> **Exercise objective**
Reproduce each line of the data below without any change.
++++++++
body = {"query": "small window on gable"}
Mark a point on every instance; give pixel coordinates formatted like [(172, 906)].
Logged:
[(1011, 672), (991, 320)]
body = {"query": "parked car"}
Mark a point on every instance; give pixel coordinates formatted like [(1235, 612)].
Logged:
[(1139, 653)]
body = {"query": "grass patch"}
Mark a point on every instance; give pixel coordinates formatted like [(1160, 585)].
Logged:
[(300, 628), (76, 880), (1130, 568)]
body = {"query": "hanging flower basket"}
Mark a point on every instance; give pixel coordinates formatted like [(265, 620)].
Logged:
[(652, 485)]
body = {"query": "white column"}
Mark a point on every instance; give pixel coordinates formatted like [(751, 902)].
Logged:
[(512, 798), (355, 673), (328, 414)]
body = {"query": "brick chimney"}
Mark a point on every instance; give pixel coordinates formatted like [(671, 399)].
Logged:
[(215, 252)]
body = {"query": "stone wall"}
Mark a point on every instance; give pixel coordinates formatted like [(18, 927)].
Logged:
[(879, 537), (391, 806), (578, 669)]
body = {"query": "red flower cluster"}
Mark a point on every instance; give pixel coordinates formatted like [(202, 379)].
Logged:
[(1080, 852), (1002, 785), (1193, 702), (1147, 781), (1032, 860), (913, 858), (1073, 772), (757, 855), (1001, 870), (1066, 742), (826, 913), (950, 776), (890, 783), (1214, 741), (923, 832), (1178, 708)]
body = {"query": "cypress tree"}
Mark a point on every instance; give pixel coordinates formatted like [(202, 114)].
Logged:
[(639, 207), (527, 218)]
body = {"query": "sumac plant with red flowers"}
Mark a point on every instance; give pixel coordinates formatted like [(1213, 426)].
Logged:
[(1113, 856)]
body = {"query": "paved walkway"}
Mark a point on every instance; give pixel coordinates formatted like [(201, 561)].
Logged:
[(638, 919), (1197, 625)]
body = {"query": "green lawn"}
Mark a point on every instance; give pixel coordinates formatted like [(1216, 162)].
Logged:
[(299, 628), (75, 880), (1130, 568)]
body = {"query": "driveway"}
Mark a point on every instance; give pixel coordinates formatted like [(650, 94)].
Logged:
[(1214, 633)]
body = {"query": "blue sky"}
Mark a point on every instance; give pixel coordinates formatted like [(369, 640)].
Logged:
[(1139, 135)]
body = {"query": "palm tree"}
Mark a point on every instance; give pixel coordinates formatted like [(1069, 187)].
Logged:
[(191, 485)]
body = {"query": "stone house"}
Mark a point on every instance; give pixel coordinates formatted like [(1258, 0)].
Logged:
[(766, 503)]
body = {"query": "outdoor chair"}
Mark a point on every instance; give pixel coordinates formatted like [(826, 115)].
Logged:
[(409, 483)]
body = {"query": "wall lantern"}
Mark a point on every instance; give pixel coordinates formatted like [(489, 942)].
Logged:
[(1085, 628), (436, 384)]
++++++++
> **Output of the exercise**
body = {"query": "small window on gable"}
Mark a point on every instance; give pixel coordinates formatted like [(172, 906)].
Logged:
[(1011, 672), (991, 320)]
body = {"query": "parked car"}
Mark a point on every instance; give pixel coordinates formatted like [(1235, 612)].
Logged:
[(1139, 653)]
body = {"query": "grass patch"}
Mark a point on every instance; give pixel coordinates formatted like [(1160, 585)].
Logged:
[(300, 628), (76, 880), (1130, 568)]
body = {"query": "hanging flower basket"}
Mark a point on every instance; give pixel coordinates formatted like [(265, 620)].
Logged:
[(652, 485)]
body = {"query": "white column"}
Mark a point on every instance; give pixel coordinates formatted like [(751, 902)].
Logged:
[(512, 798), (355, 673), (328, 414)]
body = {"query": "brick chimney"}
Mark a point on every instance; give pixel coordinates formatted like [(671, 399)].
Logged:
[(215, 252)]
body = {"query": "stone wall"}
Mark a point on every instance; give pixel coordinates formatted like [(18, 927)].
Logged:
[(879, 537), (391, 806), (578, 669)]
body = {"query": "red flower cluster"}
Mark a point on every instance; give pixel coordinates formatted like [(202, 379)].
Logged:
[(1080, 852), (1002, 785), (1193, 702), (1147, 781), (1032, 860), (913, 858), (1073, 772), (757, 855), (1001, 870), (1066, 742), (826, 913), (950, 776), (890, 783), (1214, 741), (923, 832), (1178, 708)]
body = {"query": "cypress tree"}
Mark a point on every instance; give pixel coordinates formatted like [(202, 114)].
Logged:
[(639, 207), (527, 218)]
body = {"query": "sumac plant with red flowers"}
Mark a point on every instance; give pixel coordinates formatted like [(1213, 426)].
Logged:
[(1113, 856)]
body = {"query": "paved walkway"}
Mark a point on every instance; give pixel coordinates formatted like [(201, 561)].
Logged:
[(638, 919), (1197, 625)]
body = {"query": "green lawn"}
Mark a point on every instance; give pixel coordinates formatted like [(1216, 162)].
Logged:
[(299, 628), (75, 880), (1130, 568)]
body = {"query": "driveway"}
Mark a point on every instance; give pixel coordinates formatted like [(650, 94)].
Logged:
[(1214, 633)]
body = {"query": "blue sky"}
Mark a point on every instance; give pixel coordinates formatted like [(369, 640)].
Logged:
[(1139, 135)]
body = {"query": "palm tree"}
Mark a point on every instance; give pixel coordinates formatted like [(1069, 187)].
Logged:
[(191, 485)]
body = {"query": "stone house"}
Mark a point on every instance; give pixel coordinates formatted like [(1258, 0)].
Logged:
[(766, 503)]
body = {"query": "outdoor chair"}
Mark a point on every instance; give pixel coordinates formatted like [(826, 115)].
Logged:
[(409, 483)]
body = {"query": "wall lantern"}
Mark a point on every instance; give pixel coordinates formatted like [(489, 942)].
Logged:
[(1085, 628), (436, 384)]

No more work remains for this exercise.